### Source material
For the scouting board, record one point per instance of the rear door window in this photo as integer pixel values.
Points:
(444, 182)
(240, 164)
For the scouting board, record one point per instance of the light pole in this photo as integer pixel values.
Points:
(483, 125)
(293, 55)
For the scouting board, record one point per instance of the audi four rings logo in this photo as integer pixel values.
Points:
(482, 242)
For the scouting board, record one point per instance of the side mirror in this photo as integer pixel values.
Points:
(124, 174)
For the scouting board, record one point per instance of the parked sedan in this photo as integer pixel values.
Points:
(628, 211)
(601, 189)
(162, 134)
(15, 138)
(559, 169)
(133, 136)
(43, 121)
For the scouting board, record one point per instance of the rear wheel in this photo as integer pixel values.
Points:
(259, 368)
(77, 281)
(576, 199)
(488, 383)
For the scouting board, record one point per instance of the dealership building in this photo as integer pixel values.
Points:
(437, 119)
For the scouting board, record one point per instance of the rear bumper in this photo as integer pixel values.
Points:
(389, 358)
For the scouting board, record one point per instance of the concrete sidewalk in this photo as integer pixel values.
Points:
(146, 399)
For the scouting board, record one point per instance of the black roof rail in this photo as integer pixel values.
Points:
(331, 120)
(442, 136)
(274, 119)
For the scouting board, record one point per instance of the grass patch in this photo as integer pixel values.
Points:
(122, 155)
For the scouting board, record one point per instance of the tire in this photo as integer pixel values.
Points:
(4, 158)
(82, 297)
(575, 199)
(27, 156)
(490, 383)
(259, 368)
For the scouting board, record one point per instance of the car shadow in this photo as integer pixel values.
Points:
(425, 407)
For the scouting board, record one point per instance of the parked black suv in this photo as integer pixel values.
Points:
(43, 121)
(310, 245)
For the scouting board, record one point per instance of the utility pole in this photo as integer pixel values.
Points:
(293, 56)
######
Every record above is to be transcribed exactly.

> _Exercise result_:
For the scouting board, record one point per instance of the rear door window in this photo as integer pixel values.
Points:
(444, 182)
(240, 164)
For the scouting board, record one point per instance of the light pole in this photo as integer pixel values.
Points:
(483, 125)
(293, 55)
For the scouting board, record one point per instance of the audi four rings logo in this photo as integer pixel values.
Points:
(482, 242)
For the scouting board, record one point per instance of the side mirror in this photo as integer pixel values.
Points:
(124, 174)
For the scouting board, record one point per instance of the parked sedan in this photo as integer pixel values.
Points:
(628, 211)
(601, 189)
(162, 134)
(15, 138)
(559, 169)
(133, 136)
(43, 121)
For the scouting board, record one point per instance of the rear wheel in this photo as integer pixel values.
Points:
(259, 368)
(77, 281)
(576, 199)
(488, 383)
For the scouting board, record one point per instance of the dealership building in this photo as integer pixel values.
Points:
(437, 119)
For the scouting board, record one point per instance of the rear bumper in this photo as integer pixel values.
Points:
(389, 358)
For the scouting board, record one point per instance of the concrete sidewalk in this photo as integer pixel values.
Points:
(146, 399)
For the scouting board, record one point per instance of the black roof rail in this photo as integer pixel values.
Points:
(331, 120)
(442, 136)
(274, 119)
For the scouting board, record one point per instance of the grass patch in this photo as integer pixel values.
Points:
(122, 155)
For the scouting board, record one point per instance of the tire in this photo as integer pixel values.
Points:
(4, 158)
(82, 297)
(575, 199)
(27, 156)
(490, 383)
(259, 368)
For the scouting board, record one point per instance of the car shadow in this photo as integer pixel values.
Points:
(425, 407)
For the scouting board, record one point per instance of the parked black suv in this photo as integer pixel values.
Points:
(43, 121)
(310, 245)
For the scouting board, record one point per instance of the utility pole in this photo as integer pixel values.
Points:
(293, 56)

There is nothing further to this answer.